======== Data for processing ========

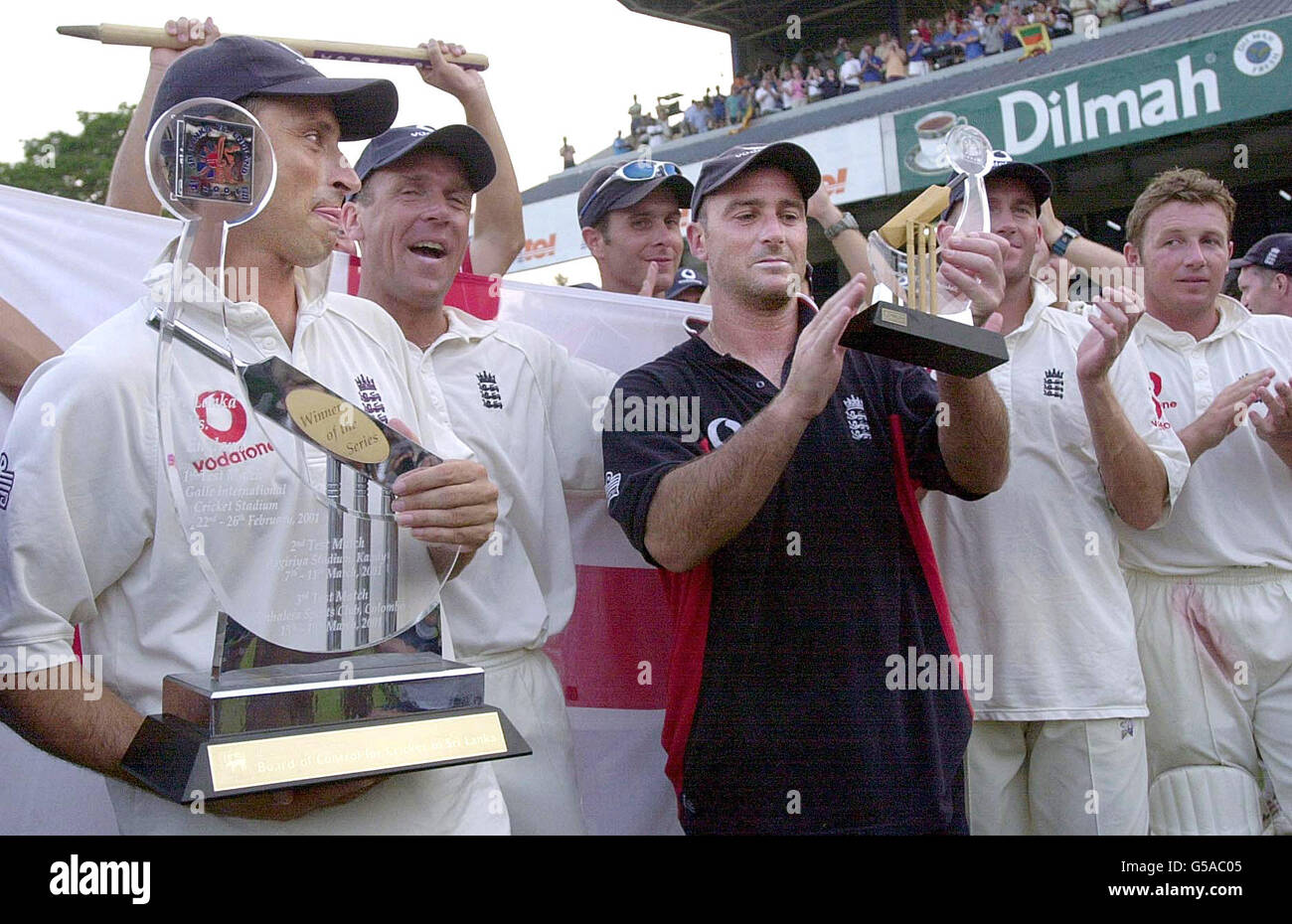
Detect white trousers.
[1127,568,1292,830]
[965,718,1149,835]
[459,650,586,835]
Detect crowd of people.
[0,9,1292,835]
[614,0,1194,154]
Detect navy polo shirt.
[602,305,978,834]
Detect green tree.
[0,103,134,203]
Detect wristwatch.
[826,212,862,240]
[1050,225,1081,257]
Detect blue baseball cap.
[150,35,400,141]
[354,125,498,193]
[692,141,821,221]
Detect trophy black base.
[839,301,1009,379]
[121,705,533,804]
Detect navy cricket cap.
[575,159,694,228]
[354,125,498,193]
[942,155,1054,219]
[692,141,821,220]
[1228,233,1292,275]
[150,35,400,141]
[664,266,710,298]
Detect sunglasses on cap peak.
[578,160,682,221]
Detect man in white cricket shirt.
[922,162,1189,835]
[0,38,508,834]
[1121,169,1292,834]
[343,119,616,834]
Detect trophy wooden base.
[121,705,533,804]
[839,301,1009,379]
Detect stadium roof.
[619,0,898,38]
[522,0,1288,205]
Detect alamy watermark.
[152,266,259,305]
[884,645,992,700]
[0,645,103,701]
[1037,259,1144,302]
[591,387,701,443]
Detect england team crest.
[175,117,254,203]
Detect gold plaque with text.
[207,712,507,792]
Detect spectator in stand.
[789,65,808,108]
[1068,0,1099,39]
[1000,9,1028,52]
[727,84,745,125]
[905,29,929,77]
[682,99,708,134]
[835,39,850,70]
[861,46,884,87]
[821,68,844,99]
[1050,0,1072,39]
[804,65,824,102]
[646,115,664,147]
[1121,0,1149,22]
[753,77,780,115]
[978,13,1005,55]
[955,21,985,61]
[839,51,862,93]
[878,33,905,82]
[930,17,959,70]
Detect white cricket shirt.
[0,263,508,834]
[922,283,1189,721]
[1121,296,1292,575]
[408,305,617,661]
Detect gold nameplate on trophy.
[207,713,507,792]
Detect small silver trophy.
[123,98,530,803]
[840,124,1009,378]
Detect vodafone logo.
[520,231,557,262]
[1149,373,1177,430]
[708,417,740,448]
[197,391,246,443]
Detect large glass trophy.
[123,98,530,803]
[840,125,1009,379]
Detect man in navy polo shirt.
[602,142,1009,834]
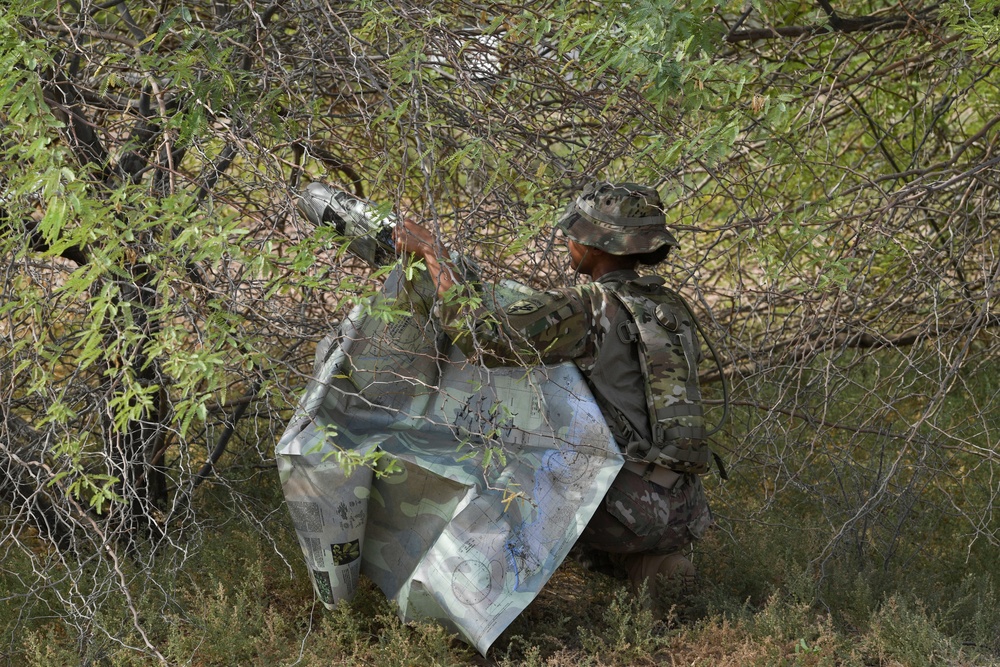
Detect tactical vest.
[605,276,722,474]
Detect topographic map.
[276,268,622,655]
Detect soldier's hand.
[396,219,437,259]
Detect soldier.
[396,182,712,600]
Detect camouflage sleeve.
[435,285,599,365]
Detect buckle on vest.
[618,320,639,345]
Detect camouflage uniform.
[438,271,712,567]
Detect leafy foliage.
[0,0,1000,664]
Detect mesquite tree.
[0,0,1000,652]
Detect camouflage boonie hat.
[556,181,677,255]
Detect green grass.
[0,490,1000,667]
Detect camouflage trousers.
[579,470,712,554]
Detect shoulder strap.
[608,278,712,472]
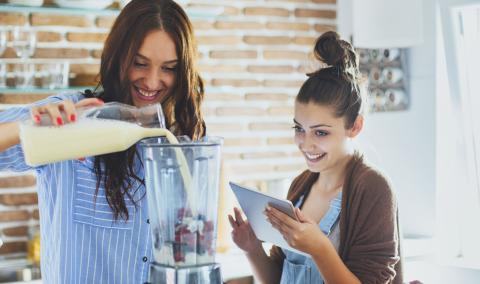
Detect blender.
[141,137,223,284]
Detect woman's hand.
[30,98,103,126]
[265,206,328,255]
[228,207,262,253]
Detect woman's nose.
[300,134,314,151]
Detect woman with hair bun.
[229,32,402,284]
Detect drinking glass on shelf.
[12,27,37,58]
[0,29,8,56]
[40,62,70,89]
[0,62,7,88]
[13,63,35,88]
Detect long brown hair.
[296,31,365,129]
[88,0,205,220]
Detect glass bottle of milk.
[20,103,178,166]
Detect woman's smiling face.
[128,30,178,107]
[294,102,352,172]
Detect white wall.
[338,0,436,236]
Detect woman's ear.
[348,114,364,138]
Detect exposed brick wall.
[0,0,336,254]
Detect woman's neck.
[312,154,352,194]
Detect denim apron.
[280,192,342,284]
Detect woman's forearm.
[247,248,282,284]
[0,122,20,152]
[312,242,361,284]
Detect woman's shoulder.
[352,156,395,201]
[287,170,318,200]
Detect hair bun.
[314,31,345,69]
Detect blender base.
[149,263,223,284]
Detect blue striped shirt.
[0,94,153,284]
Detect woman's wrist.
[245,241,263,256]
[306,232,332,258]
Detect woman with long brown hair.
[229,32,402,284]
[0,0,205,284]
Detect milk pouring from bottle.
[20,103,194,211]
[20,103,172,166]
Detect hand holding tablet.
[230,182,308,255]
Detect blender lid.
[140,136,223,147]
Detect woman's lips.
[303,152,327,163]
[133,86,160,101]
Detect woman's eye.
[133,62,147,67]
[292,125,303,133]
[315,130,328,136]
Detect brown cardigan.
[270,153,403,284]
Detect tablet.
[230,182,308,256]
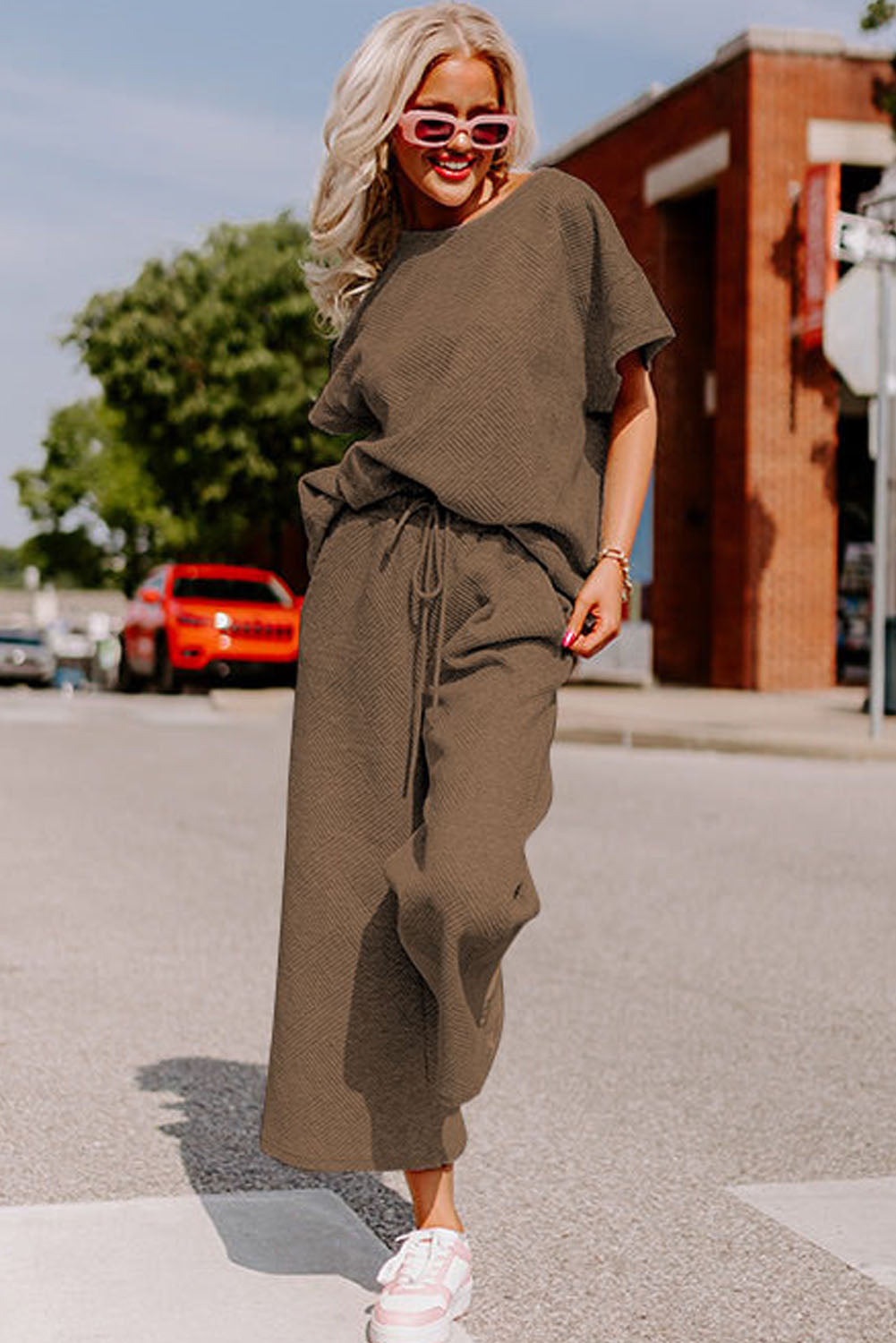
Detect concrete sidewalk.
[556,681,896,760]
[202,679,896,760]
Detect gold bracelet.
[598,545,631,602]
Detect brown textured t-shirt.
[298,166,676,599]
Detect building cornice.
[532,24,896,168]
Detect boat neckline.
[399,164,548,242]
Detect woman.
[260,4,674,1343]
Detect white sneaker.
[368,1227,473,1343]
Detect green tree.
[858,0,896,131]
[13,398,184,591]
[64,211,348,566]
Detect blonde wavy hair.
[301,0,537,336]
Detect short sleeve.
[308,336,378,434]
[585,188,676,413]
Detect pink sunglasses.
[397,107,516,150]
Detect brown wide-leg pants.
[260,489,575,1171]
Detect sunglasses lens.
[472,117,510,150]
[414,117,454,145]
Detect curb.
[555,727,896,763]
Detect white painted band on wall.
[642,131,730,206]
[806,117,896,168]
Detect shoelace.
[376,1227,462,1283]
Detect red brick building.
[539,27,896,690]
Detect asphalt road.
[0,688,896,1343]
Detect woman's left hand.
[564,558,623,658]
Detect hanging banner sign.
[799,163,840,349]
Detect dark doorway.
[650,188,716,685]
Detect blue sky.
[0,0,893,567]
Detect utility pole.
[832,171,896,738]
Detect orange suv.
[118,564,303,695]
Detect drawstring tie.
[383,496,448,795]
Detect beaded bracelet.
[598,545,631,602]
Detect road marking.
[0,1189,469,1343]
[727,1176,896,1292]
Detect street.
[0,688,896,1343]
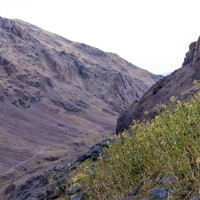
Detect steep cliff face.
[116,38,200,133]
[183,37,200,67]
[0,18,159,190]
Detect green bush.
[79,94,200,200]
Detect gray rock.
[153,187,169,200]
[71,192,83,200]
[160,176,174,185]
[192,196,200,200]
[0,96,4,102]
[77,154,87,162]
[130,187,140,196]
[67,187,81,196]
[123,196,138,200]
[5,183,16,194]
[44,156,59,162]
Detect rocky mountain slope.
[0,18,159,192]
[116,37,200,133]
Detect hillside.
[0,17,160,195]
[116,37,200,133]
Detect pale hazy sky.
[0,0,200,74]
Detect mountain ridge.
[0,18,160,198]
[116,37,200,133]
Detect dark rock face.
[0,17,159,199]
[153,187,169,200]
[183,37,200,67]
[116,38,200,133]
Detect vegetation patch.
[68,93,200,200]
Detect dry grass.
[72,93,200,200]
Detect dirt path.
[0,126,102,177]
[0,146,46,177]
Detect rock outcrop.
[116,38,200,133]
[0,17,159,195]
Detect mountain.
[116,37,200,133]
[0,17,160,192]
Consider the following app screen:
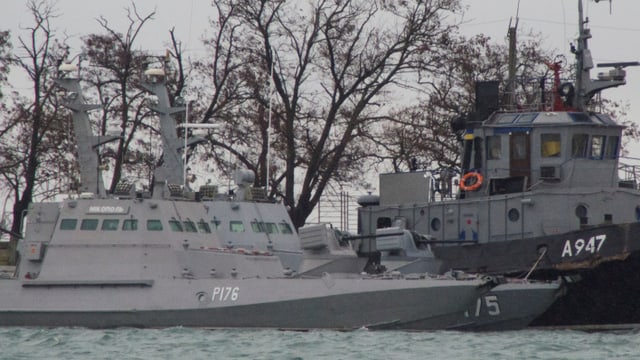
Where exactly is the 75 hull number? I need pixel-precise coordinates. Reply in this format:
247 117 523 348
560 234 607 258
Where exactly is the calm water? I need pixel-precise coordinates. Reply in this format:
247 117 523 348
0 328 640 360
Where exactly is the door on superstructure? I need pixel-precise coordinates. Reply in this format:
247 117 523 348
509 132 531 182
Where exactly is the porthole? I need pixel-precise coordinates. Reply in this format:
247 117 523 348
507 208 520 222
431 218 442 231
576 204 587 219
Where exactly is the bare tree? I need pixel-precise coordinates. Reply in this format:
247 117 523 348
0 0 66 261
195 0 459 226
83 3 157 192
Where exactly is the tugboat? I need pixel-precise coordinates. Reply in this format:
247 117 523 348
358 1 640 326
0 64 494 330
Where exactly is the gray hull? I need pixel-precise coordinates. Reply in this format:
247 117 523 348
452 282 564 331
0 276 487 330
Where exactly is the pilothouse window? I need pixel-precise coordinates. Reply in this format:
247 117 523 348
183 220 198 232
229 220 244 232
80 219 98 230
278 221 293 234
122 219 138 231
147 219 162 231
60 219 78 230
487 136 502 160
169 219 182 232
571 134 589 158
101 219 120 231
604 136 620 159
590 135 604 159
540 134 562 157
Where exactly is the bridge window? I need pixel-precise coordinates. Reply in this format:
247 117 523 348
147 219 162 231
590 135 605 159
264 223 278 234
229 220 244 232
487 136 502 160
60 219 78 230
540 134 562 157
182 220 198 232
571 134 589 158
604 136 620 159
376 217 391 229
122 219 138 231
80 219 98 230
101 219 120 231
278 221 293 234
251 221 265 232
198 220 211 234
169 219 183 232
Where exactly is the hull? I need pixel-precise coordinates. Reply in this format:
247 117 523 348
433 223 640 326
383 258 565 331
460 282 564 331
0 276 488 330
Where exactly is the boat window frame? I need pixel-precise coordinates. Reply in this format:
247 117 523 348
604 135 620 159
169 219 184 232
197 219 211 234
571 133 589 159
182 220 198 233
100 219 120 231
589 134 607 160
278 221 293 234
122 219 138 231
486 135 502 160
147 219 164 231
229 220 246 233
251 221 266 233
540 133 562 158
262 222 278 234
80 218 100 231
60 218 78 230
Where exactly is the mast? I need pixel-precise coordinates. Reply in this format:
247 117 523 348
141 69 203 199
55 63 119 198
564 0 640 111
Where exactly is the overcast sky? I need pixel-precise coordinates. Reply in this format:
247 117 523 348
0 0 640 128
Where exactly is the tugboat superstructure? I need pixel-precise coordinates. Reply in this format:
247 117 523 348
359 1 640 325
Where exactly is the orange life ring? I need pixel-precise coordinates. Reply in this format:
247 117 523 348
460 172 482 191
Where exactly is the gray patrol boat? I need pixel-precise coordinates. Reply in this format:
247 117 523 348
0 64 494 330
299 223 564 331
358 1 640 326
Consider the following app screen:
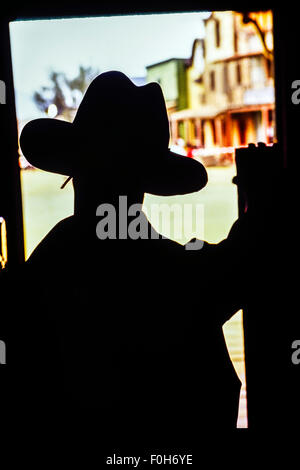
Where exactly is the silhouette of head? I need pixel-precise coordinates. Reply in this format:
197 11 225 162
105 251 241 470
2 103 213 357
20 71 207 195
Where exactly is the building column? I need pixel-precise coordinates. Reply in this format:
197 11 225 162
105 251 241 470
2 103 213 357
171 119 178 143
183 119 190 144
195 118 203 147
225 113 232 147
215 118 223 147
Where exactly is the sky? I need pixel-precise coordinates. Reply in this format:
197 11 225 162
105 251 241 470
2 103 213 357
10 12 209 120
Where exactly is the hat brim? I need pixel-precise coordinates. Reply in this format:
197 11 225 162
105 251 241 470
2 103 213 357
20 118 207 196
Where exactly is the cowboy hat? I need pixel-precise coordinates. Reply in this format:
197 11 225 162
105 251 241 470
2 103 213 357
20 71 207 195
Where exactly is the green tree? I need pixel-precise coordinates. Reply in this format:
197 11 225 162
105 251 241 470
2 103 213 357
33 65 99 120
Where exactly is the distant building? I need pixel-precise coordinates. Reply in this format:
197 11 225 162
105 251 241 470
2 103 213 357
130 77 147 86
147 11 274 162
170 11 274 155
146 58 189 116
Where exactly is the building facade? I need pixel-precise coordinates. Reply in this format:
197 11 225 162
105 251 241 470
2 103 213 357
147 11 275 162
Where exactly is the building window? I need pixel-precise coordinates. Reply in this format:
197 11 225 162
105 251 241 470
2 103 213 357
215 20 221 47
223 63 229 94
209 70 216 91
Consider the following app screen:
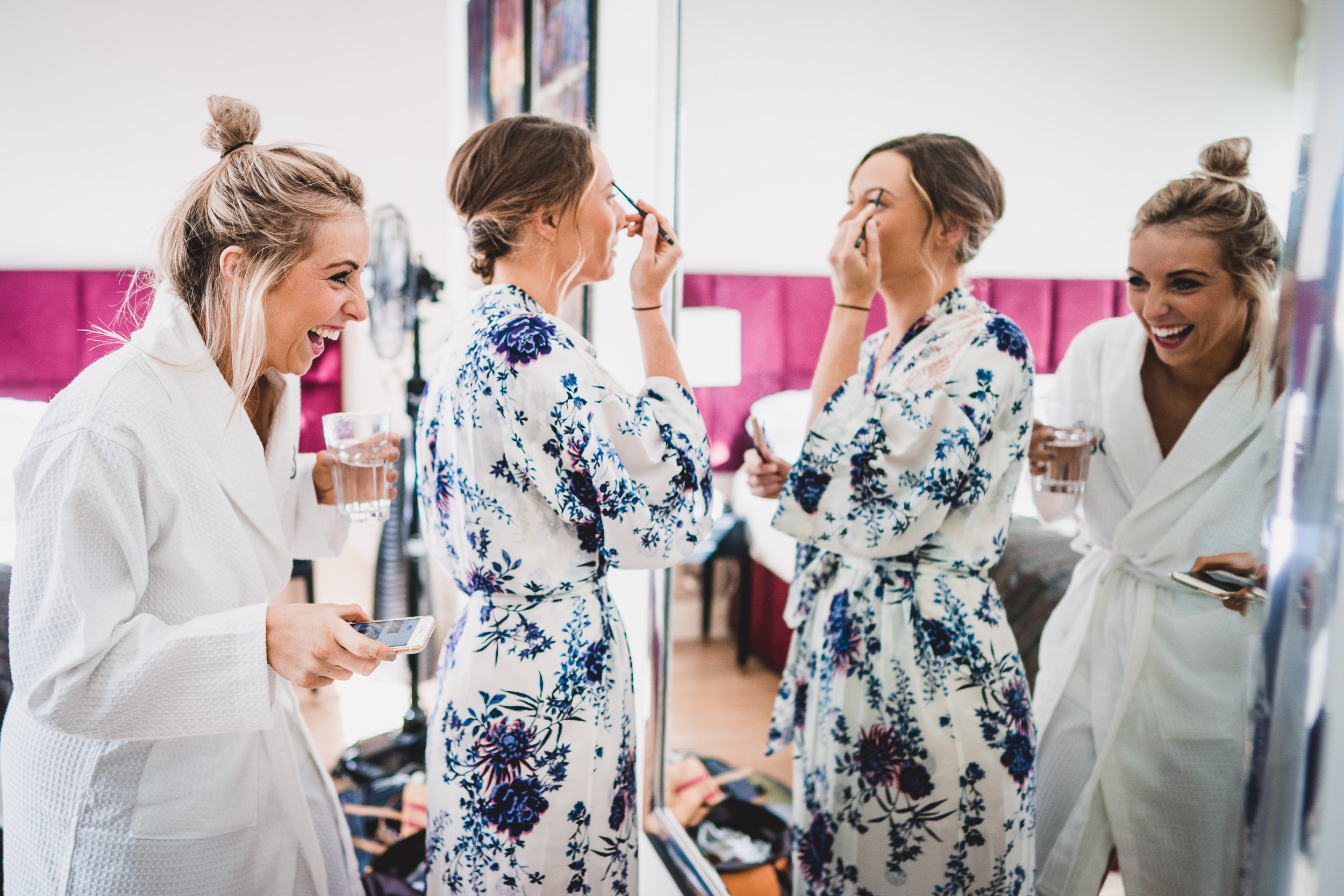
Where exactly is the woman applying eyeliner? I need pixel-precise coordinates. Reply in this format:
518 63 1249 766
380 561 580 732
746 134 1035 896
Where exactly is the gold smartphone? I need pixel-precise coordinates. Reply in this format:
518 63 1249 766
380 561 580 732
1172 570 1269 600
349 617 434 653
752 417 774 463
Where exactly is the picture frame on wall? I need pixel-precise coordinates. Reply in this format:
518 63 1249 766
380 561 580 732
532 0 597 127
467 0 597 130
467 0 532 130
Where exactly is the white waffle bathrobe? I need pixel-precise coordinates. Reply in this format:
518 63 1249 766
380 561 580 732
1035 314 1278 896
0 291 363 896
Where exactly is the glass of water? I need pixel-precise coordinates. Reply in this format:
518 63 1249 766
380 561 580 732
1034 402 1101 494
323 414 394 522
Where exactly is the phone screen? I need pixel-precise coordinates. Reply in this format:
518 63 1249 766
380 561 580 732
349 618 419 648
1199 570 1255 590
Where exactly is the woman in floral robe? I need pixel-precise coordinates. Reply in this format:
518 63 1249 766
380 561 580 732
418 116 711 895
747 134 1035 896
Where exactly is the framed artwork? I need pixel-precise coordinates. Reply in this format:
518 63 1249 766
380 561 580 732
467 0 597 130
532 0 597 127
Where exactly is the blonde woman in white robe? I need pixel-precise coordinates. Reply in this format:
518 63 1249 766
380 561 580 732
0 97 386 896
1031 138 1279 896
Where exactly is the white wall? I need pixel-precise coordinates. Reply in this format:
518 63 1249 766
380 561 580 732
0 0 449 276
682 0 1300 278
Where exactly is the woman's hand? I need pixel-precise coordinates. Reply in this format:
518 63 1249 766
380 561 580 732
266 603 392 688
313 433 402 504
1027 420 1055 476
742 447 789 498
625 199 682 307
827 203 882 307
1190 551 1269 617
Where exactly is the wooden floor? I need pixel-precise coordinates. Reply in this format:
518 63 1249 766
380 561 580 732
668 640 793 787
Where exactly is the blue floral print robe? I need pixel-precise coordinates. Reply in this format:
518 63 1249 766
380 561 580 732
770 289 1035 896
417 286 711 895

========

§ Work to do
Write out the lines word for word, starting at the very first line and ending at the line that contains "[692,141,821,221]", with both ends included. Leave the pictures out.

§ Answer to this problem
Detect white trousers.
[1127,568,1292,830]
[965,718,1149,835]
[459,650,586,835]
Detect crowd of people.
[0,9,1292,835]
[614,0,1194,154]
Detect navy polo shirt.
[602,305,978,834]
Detect green tree.
[0,103,134,203]
Detect wristwatch.
[826,212,862,240]
[1050,225,1081,257]
Detect blue baseball cap.
[150,35,400,141]
[354,125,498,193]
[692,141,821,221]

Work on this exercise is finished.